*Task directions*.
Please restate the data word for word, in full.

════════════════════

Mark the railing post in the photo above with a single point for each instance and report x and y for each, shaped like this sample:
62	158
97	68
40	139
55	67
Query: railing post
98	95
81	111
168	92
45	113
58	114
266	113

════════════════════

*Written response*.
Mark the railing post in the photo above with a single point for each instance and report x and y for each, shaped like this sample:
62	158
97	68
40	139
55	67
Query: railing post
98	95
81	111
168	92
45	113
58	114
266	113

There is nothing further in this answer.